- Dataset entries

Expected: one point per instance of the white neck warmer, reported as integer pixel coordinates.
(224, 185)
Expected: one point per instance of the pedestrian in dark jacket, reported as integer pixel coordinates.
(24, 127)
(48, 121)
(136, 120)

- Instructions for the task
Reproduce the material above verbatim, line by line.

- The completed task
Expected: one point per instance of the white neck warmer, reported as integer pixel coordinates.
(224, 185)
Expected: one point per instance of the pedestrian in dark jacket, reported as integer pixel coordinates.
(24, 127)
(48, 121)
(136, 120)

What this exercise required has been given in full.